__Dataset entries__
################

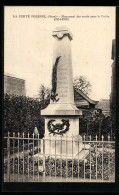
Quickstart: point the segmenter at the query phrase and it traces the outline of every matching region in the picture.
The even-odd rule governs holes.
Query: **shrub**
[[[112,120],[110,116],[97,116],[94,115],[92,117],[86,117],[80,118],[79,121],[79,133],[81,135],[85,134],[91,135],[92,139],[95,139],[95,136],[97,135],[99,137],[99,131],[100,136],[104,136],[105,139],[107,139],[107,136],[111,136],[111,125]],[[88,130],[87,130],[88,128]],[[115,136],[115,130],[112,129],[112,138],[114,139]]]

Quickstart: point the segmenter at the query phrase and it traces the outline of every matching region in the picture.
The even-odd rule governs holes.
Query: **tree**
[[[50,98],[51,90],[48,87],[45,87],[43,84],[39,87],[38,99],[40,101]]]
[[[89,95],[91,92],[91,83],[84,76],[75,77],[73,85],[75,89],[80,89],[86,95]]]

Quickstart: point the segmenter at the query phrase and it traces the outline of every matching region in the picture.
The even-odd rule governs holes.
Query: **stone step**
[[[79,155],[78,154],[73,154],[73,155],[60,155],[60,154],[45,154],[45,158],[48,158],[48,157],[51,157],[51,158],[56,158],[56,159],[63,159],[63,160],[72,160],[72,159],[77,159],[77,160],[84,160],[86,158],[86,156],[89,154],[89,150],[88,149],[83,149],[79,152]],[[34,161],[37,162],[38,160],[40,159],[43,159],[43,154],[41,153],[38,153],[38,154],[35,154],[33,156],[34,158]]]

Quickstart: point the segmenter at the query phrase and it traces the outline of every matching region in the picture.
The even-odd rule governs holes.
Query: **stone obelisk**
[[[67,27],[56,28],[52,36],[55,66],[55,78],[52,78],[52,85],[55,87],[52,88],[54,87],[55,91],[52,91],[54,99],[51,98],[48,107],[41,111],[41,115],[45,117],[45,135],[79,136],[79,116],[82,115],[82,111],[74,104],[71,53],[73,37]]]

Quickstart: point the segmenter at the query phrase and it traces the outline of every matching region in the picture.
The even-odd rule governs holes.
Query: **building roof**
[[[76,93],[78,94],[78,96],[76,96]],[[96,105],[99,101],[94,101],[92,99],[90,99],[87,95],[85,95],[81,90],[77,90],[74,89],[74,101],[76,104],[76,101],[78,100],[79,102],[81,102],[82,104],[82,100],[86,100],[87,102],[89,102],[90,104]],[[42,104],[42,109],[44,109],[45,107],[47,107],[48,104],[50,104],[50,98],[46,99],[46,100],[42,100],[40,101],[40,103]],[[84,105],[84,104],[82,104]]]
[[[4,74],[4,77],[11,77],[11,78],[15,78],[15,79],[19,79],[19,80],[25,81],[23,78],[18,78],[18,77],[16,77],[15,75],[9,74],[9,73],[5,73],[5,74]]]
[[[84,94],[80,89],[74,89],[74,92],[77,92],[80,96],[82,96],[85,100],[87,100],[90,104],[96,105],[99,101],[95,101],[90,99],[86,94]]]
[[[110,100],[109,99],[101,99],[99,103],[96,105],[97,109],[101,109],[102,111],[110,110]]]

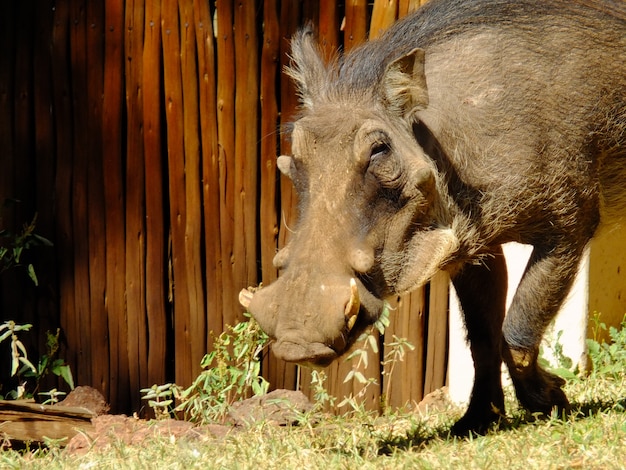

################

__WORK REQUIRED__
Your job is to copy each entry exactly as written; the pictures do not go in.

__SOLUTION TO THIS EXERCISE__
Quickstart: point the segmenter at the query phrase and it traces the outline of every matching region in the picture.
The even-odd rule governs holes.
Query: **shrub**
[[[112,120],[110,116],[97,116],[94,115],[92,117],[86,117],[80,118],[79,121],[79,133],[81,135],[85,134],[91,135],[92,139],[95,139],[95,136],[97,135],[99,137],[99,131],[100,136],[104,136],[105,139],[107,139],[107,136],[111,136],[111,125]],[[88,130],[87,130],[88,128]],[[115,136],[115,130],[112,129],[112,138],[114,139]]]

Quickstart: point the segmenter at the query phrase and it traces the outline of every matching region in the picture.
The even-odd rule governs holes.
Query: **tree**
[[[50,98],[51,90],[48,87],[45,87],[43,84],[39,87],[38,99],[40,101]]]
[[[89,95],[91,92],[91,83],[84,76],[75,77],[73,85],[75,89],[80,89],[86,95]]]

Quickstart: point the segmenter at the query phrase and it traces the outline of every matching region in the picture.
The even-odd rule governs holes.
Query: **stone step**
[[[79,155],[78,154],[73,154],[73,155],[60,155],[60,154],[45,154],[45,158],[48,158],[48,157],[51,157],[51,158],[56,158],[56,159],[63,159],[63,160],[72,160],[72,159],[77,159],[77,160],[84,160],[86,158],[86,156],[89,154],[89,150],[88,149],[83,149],[79,152]],[[34,161],[37,162],[38,160],[40,159],[43,159],[43,154],[41,153],[38,153],[38,154],[35,154],[33,156],[34,158]]]

Quickstart: point the segmenter at the query phrase and it traces the outline of every matching region in the picture.
The even-odd rule governs holes.
Query: **stone obelisk**
[[[67,27],[56,28],[52,36],[55,66],[55,78],[52,78],[52,85],[55,87],[52,88],[54,87],[55,91],[52,91],[54,99],[51,98],[48,107],[41,111],[41,115],[45,117],[45,135],[79,136],[79,116],[82,115],[82,111],[74,104],[71,53],[73,37]]]

Quickstart: point the segmenter at the query phrase and it traces the outline of every matching region in the picture.
The even-odd rule governs holes.
Query: **building roof**
[[[76,93],[78,94],[78,96],[76,96]],[[96,105],[99,101],[94,101],[92,99],[90,99],[87,95],[85,95],[81,90],[77,90],[74,89],[74,101],[76,104],[76,101],[78,100],[79,102],[81,102],[82,104],[82,100],[86,100],[87,102],[89,102],[90,104]],[[42,104],[42,109],[44,109],[45,107],[47,107],[48,104],[50,104],[50,98],[46,99],[46,100],[42,100],[40,101],[40,103]],[[84,105],[84,104],[82,104]]]
[[[4,74],[4,77],[11,77],[11,78],[15,78],[15,79],[19,79],[19,80],[25,81],[23,78],[18,78],[18,77],[16,77],[15,75],[9,74],[9,73],[5,73],[5,74]]]
[[[84,94],[80,89],[74,89],[74,92],[77,92],[80,96],[82,96],[85,100],[87,100],[90,104],[96,105],[99,101],[95,101],[90,99],[86,94]]]
[[[110,100],[109,99],[101,99],[99,103],[96,105],[97,109],[101,109],[102,111],[110,110]]]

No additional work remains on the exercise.